(Point-per-instance localization data)
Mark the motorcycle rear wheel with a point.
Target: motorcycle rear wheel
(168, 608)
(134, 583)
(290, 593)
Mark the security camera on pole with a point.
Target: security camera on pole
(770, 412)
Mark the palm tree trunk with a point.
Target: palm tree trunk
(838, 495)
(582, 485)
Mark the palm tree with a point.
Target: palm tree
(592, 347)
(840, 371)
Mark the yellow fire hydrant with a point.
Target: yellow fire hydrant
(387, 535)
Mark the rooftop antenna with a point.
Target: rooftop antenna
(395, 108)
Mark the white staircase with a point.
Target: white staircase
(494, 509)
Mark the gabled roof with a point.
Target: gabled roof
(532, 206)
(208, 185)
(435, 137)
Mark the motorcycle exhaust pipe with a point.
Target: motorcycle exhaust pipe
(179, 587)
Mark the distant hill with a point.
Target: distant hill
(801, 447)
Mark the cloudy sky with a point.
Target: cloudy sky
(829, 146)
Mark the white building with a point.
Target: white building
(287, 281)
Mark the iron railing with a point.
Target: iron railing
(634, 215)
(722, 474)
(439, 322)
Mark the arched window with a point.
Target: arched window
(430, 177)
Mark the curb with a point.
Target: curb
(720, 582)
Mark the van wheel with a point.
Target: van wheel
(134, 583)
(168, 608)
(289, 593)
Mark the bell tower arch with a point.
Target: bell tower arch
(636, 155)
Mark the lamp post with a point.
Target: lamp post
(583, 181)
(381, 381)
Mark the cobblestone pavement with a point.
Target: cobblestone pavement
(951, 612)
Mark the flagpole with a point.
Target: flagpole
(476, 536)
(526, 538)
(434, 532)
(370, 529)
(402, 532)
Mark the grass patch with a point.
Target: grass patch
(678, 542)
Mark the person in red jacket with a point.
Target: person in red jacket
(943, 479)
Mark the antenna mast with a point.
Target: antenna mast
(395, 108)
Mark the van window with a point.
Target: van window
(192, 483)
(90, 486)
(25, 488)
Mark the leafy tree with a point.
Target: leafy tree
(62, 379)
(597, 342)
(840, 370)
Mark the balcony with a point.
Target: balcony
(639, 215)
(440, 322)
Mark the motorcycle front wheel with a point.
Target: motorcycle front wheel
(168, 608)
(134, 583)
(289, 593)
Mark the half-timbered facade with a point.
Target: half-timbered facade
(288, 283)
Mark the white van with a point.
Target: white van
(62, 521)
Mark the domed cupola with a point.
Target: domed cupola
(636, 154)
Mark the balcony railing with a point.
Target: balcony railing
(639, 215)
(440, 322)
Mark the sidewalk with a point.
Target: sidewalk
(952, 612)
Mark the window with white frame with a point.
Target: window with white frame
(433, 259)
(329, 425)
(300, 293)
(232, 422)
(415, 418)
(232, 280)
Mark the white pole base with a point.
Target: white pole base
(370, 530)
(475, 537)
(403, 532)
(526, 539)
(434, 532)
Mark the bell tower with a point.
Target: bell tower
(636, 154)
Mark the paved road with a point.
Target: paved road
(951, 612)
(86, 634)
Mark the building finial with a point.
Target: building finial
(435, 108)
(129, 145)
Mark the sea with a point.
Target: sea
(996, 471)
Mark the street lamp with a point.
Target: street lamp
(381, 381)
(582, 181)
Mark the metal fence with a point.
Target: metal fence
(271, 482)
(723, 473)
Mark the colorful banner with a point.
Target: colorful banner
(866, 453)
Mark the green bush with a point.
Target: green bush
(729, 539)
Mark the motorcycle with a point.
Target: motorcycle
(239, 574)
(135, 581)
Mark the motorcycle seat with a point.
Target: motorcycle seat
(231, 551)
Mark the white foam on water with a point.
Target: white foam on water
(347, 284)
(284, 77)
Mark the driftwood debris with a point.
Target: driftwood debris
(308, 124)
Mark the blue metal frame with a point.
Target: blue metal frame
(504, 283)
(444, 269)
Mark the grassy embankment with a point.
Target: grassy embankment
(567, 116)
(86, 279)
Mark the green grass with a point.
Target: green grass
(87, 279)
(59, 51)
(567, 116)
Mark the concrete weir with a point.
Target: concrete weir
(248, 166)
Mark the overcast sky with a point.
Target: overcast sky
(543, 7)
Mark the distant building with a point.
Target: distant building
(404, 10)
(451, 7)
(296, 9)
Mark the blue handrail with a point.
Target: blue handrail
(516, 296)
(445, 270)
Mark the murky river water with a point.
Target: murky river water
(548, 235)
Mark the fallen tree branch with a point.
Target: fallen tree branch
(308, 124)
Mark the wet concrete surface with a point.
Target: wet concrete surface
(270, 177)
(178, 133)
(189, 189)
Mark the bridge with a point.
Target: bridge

__WHAT TO DO__
Go through the entries and return each line where the word "bridge" appears.

__EXERCISE SOLUTION__
Mark the bridge with a point.
Target: bridge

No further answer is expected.